___ EXTRACTED DATA ___

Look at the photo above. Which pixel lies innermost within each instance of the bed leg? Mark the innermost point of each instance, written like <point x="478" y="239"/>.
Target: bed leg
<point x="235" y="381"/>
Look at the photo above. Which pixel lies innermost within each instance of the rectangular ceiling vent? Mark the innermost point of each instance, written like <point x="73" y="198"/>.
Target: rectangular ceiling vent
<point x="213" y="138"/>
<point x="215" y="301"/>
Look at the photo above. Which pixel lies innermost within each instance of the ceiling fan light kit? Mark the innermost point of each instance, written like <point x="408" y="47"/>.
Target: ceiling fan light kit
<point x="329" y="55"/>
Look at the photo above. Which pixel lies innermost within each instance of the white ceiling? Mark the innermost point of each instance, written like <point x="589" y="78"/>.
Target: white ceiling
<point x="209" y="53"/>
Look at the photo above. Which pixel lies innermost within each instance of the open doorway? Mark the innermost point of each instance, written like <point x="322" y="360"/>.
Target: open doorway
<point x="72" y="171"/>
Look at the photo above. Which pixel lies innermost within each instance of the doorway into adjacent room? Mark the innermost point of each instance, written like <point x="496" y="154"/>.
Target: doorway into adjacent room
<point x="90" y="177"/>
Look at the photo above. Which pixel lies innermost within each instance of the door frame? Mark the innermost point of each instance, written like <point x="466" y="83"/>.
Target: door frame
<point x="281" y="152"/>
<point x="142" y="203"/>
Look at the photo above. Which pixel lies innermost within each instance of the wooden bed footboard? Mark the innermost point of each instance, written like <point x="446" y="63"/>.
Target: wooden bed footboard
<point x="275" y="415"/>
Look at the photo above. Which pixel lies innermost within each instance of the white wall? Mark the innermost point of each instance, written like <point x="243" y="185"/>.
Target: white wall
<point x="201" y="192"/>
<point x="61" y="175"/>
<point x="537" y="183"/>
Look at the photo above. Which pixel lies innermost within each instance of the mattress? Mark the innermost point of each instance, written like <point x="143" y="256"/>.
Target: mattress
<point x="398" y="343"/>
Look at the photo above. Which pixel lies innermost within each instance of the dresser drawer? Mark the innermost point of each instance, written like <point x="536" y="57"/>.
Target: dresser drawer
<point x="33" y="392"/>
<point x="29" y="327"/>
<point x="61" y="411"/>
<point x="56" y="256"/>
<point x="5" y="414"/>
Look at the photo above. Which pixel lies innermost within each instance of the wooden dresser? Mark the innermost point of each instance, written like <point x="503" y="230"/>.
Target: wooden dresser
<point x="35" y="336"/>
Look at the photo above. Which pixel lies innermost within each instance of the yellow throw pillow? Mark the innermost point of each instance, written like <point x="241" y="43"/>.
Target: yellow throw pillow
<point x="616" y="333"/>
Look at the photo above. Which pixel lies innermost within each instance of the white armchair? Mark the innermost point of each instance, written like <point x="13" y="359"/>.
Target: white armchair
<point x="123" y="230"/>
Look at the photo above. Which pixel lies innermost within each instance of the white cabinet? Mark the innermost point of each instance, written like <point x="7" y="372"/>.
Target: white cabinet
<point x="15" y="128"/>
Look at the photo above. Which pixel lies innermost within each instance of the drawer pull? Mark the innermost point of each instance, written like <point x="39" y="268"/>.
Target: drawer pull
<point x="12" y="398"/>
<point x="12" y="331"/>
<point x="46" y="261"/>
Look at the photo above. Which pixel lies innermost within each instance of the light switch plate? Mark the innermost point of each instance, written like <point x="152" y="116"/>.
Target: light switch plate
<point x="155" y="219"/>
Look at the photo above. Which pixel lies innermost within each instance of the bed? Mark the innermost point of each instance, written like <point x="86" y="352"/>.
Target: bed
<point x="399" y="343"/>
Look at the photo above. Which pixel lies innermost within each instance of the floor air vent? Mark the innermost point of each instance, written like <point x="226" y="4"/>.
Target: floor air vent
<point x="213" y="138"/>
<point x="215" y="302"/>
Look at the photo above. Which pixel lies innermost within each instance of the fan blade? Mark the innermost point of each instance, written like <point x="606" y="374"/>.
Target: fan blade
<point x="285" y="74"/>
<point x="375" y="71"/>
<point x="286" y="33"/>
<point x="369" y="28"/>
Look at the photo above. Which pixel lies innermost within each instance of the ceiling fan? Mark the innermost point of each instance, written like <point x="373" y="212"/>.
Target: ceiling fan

___

== WORK INSTRUCTIONS ==
Quote verbatim the line containing "the fan blade?" and every line after it through the end of the records above.

== EXERCISE ANSWER ==
Look at the photo above. Which pixel lies innermost within each instance of the fan blade? Mark the innermost point of each instance, written like <point x="606" y="374"/>.
Target: fan blade
<point x="285" y="74"/>
<point x="375" y="71"/>
<point x="286" y="33"/>
<point x="369" y="28"/>
Look at the photo above. Which pixel lies innermost within each instance of the ceiling fan? Mark the innermost point of each instance, written like <point x="373" y="212"/>.
Target: ceiling fan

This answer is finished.